ASSIGNED TASK: The response should contain only those lines of the entries below that include the string "region".

(MATERIAL PROVIDED)

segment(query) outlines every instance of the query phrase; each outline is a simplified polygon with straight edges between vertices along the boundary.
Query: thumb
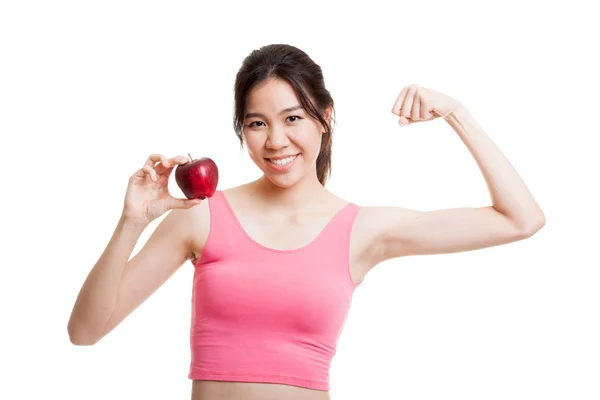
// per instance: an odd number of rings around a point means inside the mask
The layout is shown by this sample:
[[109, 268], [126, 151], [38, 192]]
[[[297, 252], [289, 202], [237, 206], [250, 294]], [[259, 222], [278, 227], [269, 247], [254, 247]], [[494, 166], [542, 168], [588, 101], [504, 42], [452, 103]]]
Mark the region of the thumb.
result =
[[188, 209], [202, 203], [201, 199], [176, 199], [172, 198], [169, 201], [169, 208], [171, 209]]
[[400, 126], [406, 126], [406, 125], [414, 124], [415, 122], [418, 122], [418, 121], [413, 121], [412, 119], [406, 118], [406, 117], [400, 117], [400, 119], [398, 119], [398, 124]]

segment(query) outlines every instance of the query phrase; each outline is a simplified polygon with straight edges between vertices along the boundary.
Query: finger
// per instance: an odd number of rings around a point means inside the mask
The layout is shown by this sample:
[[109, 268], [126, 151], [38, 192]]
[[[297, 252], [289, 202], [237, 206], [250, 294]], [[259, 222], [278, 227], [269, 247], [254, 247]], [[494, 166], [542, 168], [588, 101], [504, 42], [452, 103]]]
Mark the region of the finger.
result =
[[[166, 160], [166, 157], [163, 156], [162, 154], [151, 154], [148, 159], [146, 160], [146, 162], [144, 163], [144, 167], [142, 168], [142, 170], [146, 171], [148, 173], [148, 175], [150, 175], [151, 177], [153, 177], [153, 181], [157, 181], [158, 177], [156, 176], [156, 172], [154, 172], [154, 167], [156, 165], [157, 162], [160, 162], [162, 160]], [[148, 169], [149, 168], [149, 169]], [[150, 172], [150, 171], [153, 172]]]
[[187, 164], [191, 160], [189, 157], [186, 157], [186, 156], [177, 156], [175, 158], [177, 159], [177, 162], [180, 164]]
[[159, 175], [164, 175], [166, 173], [166, 176], [168, 177], [173, 168], [175, 168], [178, 164], [182, 164], [182, 158], [182, 156], [175, 156], [169, 159], [165, 157], [164, 160], [161, 161], [161, 163], [156, 167], [156, 172]]
[[160, 160], [160, 165], [163, 165], [165, 168], [169, 168], [171, 166], [166, 156], [159, 154], [158, 159]]
[[201, 199], [176, 199], [172, 198], [169, 202], [171, 209], [188, 209], [202, 203]]
[[134, 177], [134, 176], [138, 177], [138, 178], [143, 178], [144, 176], [146, 176], [146, 172], [144, 172], [144, 170], [142, 168], [140, 168], [133, 173], [132, 177]]
[[171, 167], [166, 167], [164, 164], [160, 163], [158, 164], [154, 170], [156, 171], [156, 174], [159, 176], [163, 176], [165, 174], [165, 171], [169, 171], [171, 169]]
[[154, 169], [148, 165], [144, 165], [144, 167], [142, 168], [142, 171], [144, 171], [146, 173], [146, 175], [150, 176], [150, 179], [152, 179], [154, 182], [156, 182], [158, 180], [158, 177], [156, 176], [156, 171], [154, 171]]
[[408, 89], [406, 93], [406, 97], [404, 98], [404, 102], [402, 103], [402, 109], [400, 111], [400, 116], [410, 118], [412, 105], [415, 99], [415, 93], [417, 88], [413, 85]]
[[410, 119], [412, 119], [413, 121], [421, 120], [421, 91], [419, 90], [419, 88], [415, 90], [415, 97], [412, 104]]
[[177, 164], [173, 161], [173, 158], [168, 160], [165, 158], [164, 161], [161, 161], [154, 169], [158, 175], [164, 175], [165, 172], [171, 171], [175, 165]]
[[[159, 163], [157, 165], [157, 163]], [[146, 166], [157, 170], [157, 174], [162, 174], [165, 171], [165, 168], [169, 168], [169, 160], [162, 154], [152, 154], [146, 160]], [[161, 167], [163, 166], [163, 167]], [[156, 174], [155, 174], [156, 175]]]
[[164, 156], [162, 154], [150, 154], [144, 165], [154, 167], [157, 162], [160, 162]]
[[171, 173], [175, 170], [175, 165], [171, 164], [171, 168], [168, 168], [165, 170], [165, 172], [162, 173], [161, 178], [169, 180], [169, 177], [171, 176]]
[[185, 164], [188, 161], [190, 161], [189, 158], [187, 158], [186, 156], [174, 156], [169, 158], [169, 166], [174, 167], [175, 165], [178, 164]]
[[404, 97], [406, 97], [406, 93], [408, 92], [408, 86], [405, 86], [404, 89], [400, 92], [400, 95], [396, 99], [394, 106], [392, 107], [392, 113], [400, 116], [400, 108], [402, 107], [402, 103], [404, 102]]
[[421, 119], [423, 119], [424, 121], [427, 121], [428, 119], [431, 119], [431, 117], [433, 115], [431, 115], [431, 112], [429, 111], [429, 107], [427, 106], [425, 100], [423, 99], [423, 96], [421, 97]]
[[159, 175], [164, 175], [165, 173], [168, 175], [171, 174], [171, 172], [173, 171], [173, 168], [175, 168], [177, 165], [182, 165], [182, 164], [186, 164], [189, 161], [189, 158], [184, 157], [184, 156], [175, 156], [175, 157], [171, 157], [167, 160], [167, 163], [160, 163], [159, 165], [156, 166], [156, 172]]
[[413, 121], [411, 118], [405, 118], [405, 117], [400, 117], [400, 119], [398, 120], [398, 124], [400, 124], [400, 126], [414, 124], [415, 122], [419, 122], [419, 121]]
[[175, 164], [177, 164], [177, 165], [187, 164], [189, 161], [190, 161], [190, 159], [186, 156], [175, 156], [169, 160], [169, 162], [171, 163], [171, 166], [174, 166]]

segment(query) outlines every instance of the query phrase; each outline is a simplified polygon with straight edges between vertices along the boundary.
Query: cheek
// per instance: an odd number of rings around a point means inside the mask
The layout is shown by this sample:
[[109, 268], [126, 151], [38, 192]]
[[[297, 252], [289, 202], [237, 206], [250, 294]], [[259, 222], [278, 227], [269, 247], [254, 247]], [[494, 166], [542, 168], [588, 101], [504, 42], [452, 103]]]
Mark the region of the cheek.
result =
[[247, 146], [246, 151], [248, 152], [248, 156], [250, 156], [250, 158], [254, 161], [258, 161], [260, 159], [260, 156], [256, 153], [256, 151], [254, 151], [252, 149], [252, 147]]
[[304, 151], [319, 151], [321, 147], [321, 135], [319, 132], [315, 132], [313, 130], [302, 130], [299, 132], [295, 132], [294, 135], [290, 137], [293, 143], [296, 143], [298, 146], [301, 146]]
[[310, 138], [306, 139], [306, 143], [312, 152], [319, 153], [321, 150], [321, 135], [318, 133], [311, 134]]
[[255, 162], [260, 162], [263, 161], [262, 158], [262, 154], [263, 154], [263, 144], [264, 142], [261, 142], [260, 140], [257, 140], [256, 137], [254, 138], [250, 138], [250, 140], [245, 138], [244, 141], [245, 147], [246, 147], [246, 152], [248, 153], [248, 156], [250, 156], [250, 158], [255, 161]]
[[257, 135], [244, 135], [244, 143], [249, 153], [255, 153], [257, 149], [260, 149], [261, 139]]

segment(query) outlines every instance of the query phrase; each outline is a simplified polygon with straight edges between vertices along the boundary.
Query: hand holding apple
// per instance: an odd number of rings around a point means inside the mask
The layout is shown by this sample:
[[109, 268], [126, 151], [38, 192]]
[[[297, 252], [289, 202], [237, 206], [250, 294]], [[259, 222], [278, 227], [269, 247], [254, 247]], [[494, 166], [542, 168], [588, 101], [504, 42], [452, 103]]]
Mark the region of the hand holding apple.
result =
[[167, 159], [162, 154], [150, 155], [144, 166], [129, 178], [123, 217], [136, 223], [149, 224], [168, 210], [200, 204], [201, 199], [177, 199], [168, 190], [173, 169], [188, 162], [184, 156]]
[[[188, 154], [189, 155], [189, 154]], [[212, 197], [217, 190], [219, 182], [219, 169], [217, 164], [208, 157], [193, 159], [175, 170], [175, 181], [185, 197], [188, 199], [201, 199]]]

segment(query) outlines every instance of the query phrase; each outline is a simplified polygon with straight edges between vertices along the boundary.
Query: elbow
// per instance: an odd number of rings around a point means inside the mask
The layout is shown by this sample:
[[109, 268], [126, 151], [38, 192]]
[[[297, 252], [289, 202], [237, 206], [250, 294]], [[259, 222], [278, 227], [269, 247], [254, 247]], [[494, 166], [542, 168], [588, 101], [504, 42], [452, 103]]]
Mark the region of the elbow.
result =
[[529, 238], [542, 229], [544, 225], [546, 225], [546, 218], [542, 216], [536, 222], [525, 225], [521, 231], [525, 238]]
[[539, 209], [534, 222], [528, 226], [529, 229], [527, 231], [533, 236], [537, 231], [542, 229], [544, 225], [546, 225], [546, 215]]
[[101, 337], [89, 334], [89, 332], [81, 327], [76, 327], [72, 322], [69, 322], [67, 325], [67, 333], [69, 334], [71, 344], [75, 346], [92, 346], [101, 339]]
[[520, 218], [507, 218], [512, 223], [517, 239], [527, 239], [546, 225], [546, 216], [539, 208], [535, 212], [528, 213], [528, 215], [522, 215]]

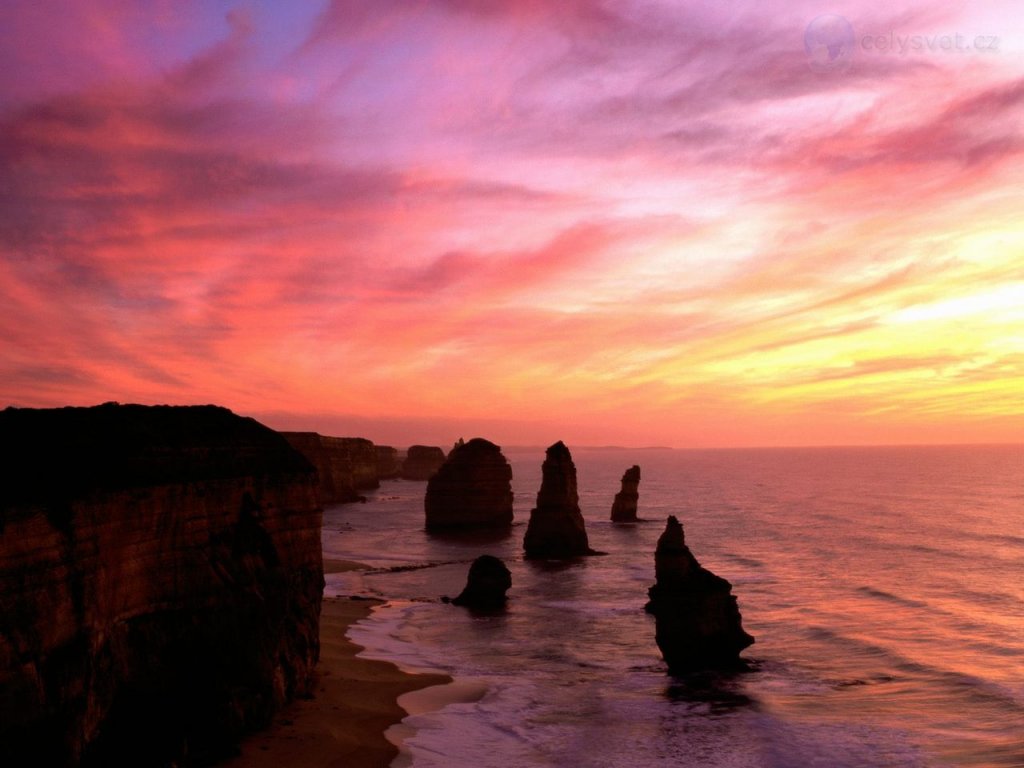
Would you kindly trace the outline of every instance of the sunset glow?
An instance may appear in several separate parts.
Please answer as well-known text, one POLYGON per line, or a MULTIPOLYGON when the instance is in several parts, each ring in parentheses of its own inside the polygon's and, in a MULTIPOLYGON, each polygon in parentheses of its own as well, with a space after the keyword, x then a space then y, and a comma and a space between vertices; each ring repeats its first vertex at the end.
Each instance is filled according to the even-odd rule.
POLYGON ((5 4, 0 407, 1020 441, 1024 9, 975 5, 5 4))

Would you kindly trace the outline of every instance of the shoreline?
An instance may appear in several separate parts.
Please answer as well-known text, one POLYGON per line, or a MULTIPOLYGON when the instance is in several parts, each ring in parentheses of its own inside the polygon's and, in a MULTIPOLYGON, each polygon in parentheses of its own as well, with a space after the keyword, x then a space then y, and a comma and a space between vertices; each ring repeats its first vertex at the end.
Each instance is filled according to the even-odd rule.
MULTIPOLYGON (((325 562, 325 571, 363 569, 360 563, 325 562)), ((439 706, 460 700, 461 690, 448 675, 409 673, 389 661, 366 659, 364 648, 348 638, 353 624, 369 617, 381 600, 324 597, 320 613, 320 661, 313 696, 297 699, 274 716, 264 731, 247 736, 239 754, 221 763, 225 768, 387 768, 399 756, 403 738, 414 729, 402 726, 409 711, 400 703, 406 694, 423 689, 445 691, 413 702, 439 706), (454 684, 454 685, 453 685, 454 684), (391 733, 393 728, 400 730, 391 733), (399 736, 401 734, 401 736, 399 736), (397 742, 397 743, 396 743, 397 742)), ((409 710, 423 704, 410 702, 409 710)), ((427 706, 426 709, 435 707, 427 706)), ((437 707, 439 708, 439 707, 437 707)))

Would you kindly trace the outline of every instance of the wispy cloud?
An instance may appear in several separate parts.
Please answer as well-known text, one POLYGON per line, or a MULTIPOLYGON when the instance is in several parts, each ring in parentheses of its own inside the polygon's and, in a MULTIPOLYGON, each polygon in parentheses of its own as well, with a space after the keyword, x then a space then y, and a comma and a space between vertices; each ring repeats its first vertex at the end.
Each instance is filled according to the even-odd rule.
POLYGON ((0 11, 8 402, 518 443, 1019 431, 1011 40, 822 73, 811 2, 46 5, 0 11))

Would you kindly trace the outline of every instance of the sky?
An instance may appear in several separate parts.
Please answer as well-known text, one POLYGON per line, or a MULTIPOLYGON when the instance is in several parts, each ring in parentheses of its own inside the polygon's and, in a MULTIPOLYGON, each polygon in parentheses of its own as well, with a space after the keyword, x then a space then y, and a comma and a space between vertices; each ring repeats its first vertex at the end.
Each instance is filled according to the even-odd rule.
POLYGON ((0 407, 1021 442, 1018 0, 0 5, 0 407))

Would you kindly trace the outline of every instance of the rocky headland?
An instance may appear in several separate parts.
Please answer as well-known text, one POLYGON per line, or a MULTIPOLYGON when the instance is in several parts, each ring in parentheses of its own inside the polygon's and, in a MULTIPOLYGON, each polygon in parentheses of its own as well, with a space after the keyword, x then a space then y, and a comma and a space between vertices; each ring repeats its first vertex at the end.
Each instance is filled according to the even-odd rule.
POLYGON ((410 445, 402 462, 403 480, 429 480, 444 464, 444 451, 437 446, 410 445))
POLYGON ((316 432, 282 432, 289 444, 316 467, 320 501, 362 501, 359 491, 380 487, 378 452, 362 437, 328 437, 316 432))
POLYGON ((565 443, 558 441, 547 449, 541 474, 537 506, 530 512, 523 539, 526 557, 563 560, 598 554, 587 538, 576 487, 576 465, 565 443))
POLYGON ((214 406, 7 409, 0 765, 198 765, 309 691, 316 474, 214 406))
POLYGON ((754 638, 743 631, 732 585, 697 562, 675 517, 658 539, 654 570, 645 610, 654 614, 655 640, 669 672, 742 669, 740 651, 754 638))
POLYGON ((636 507, 640 500, 640 467, 634 464, 622 475, 622 489, 612 502, 612 522, 637 522, 636 507))
POLYGON ((452 450, 427 481, 428 530, 512 525, 512 467, 494 443, 476 437, 452 450))
POLYGON ((377 479, 391 480, 402 474, 402 457, 397 448, 390 445, 375 445, 377 452, 377 479))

(End MATERIAL PROVIDED)

EXERCISE RESULT:
Mark the region of the thumb.
Mark the region of the finger.
Mark the region of the cheek.
Mark the region of the hand holding apple.
Mark the region of the elbow.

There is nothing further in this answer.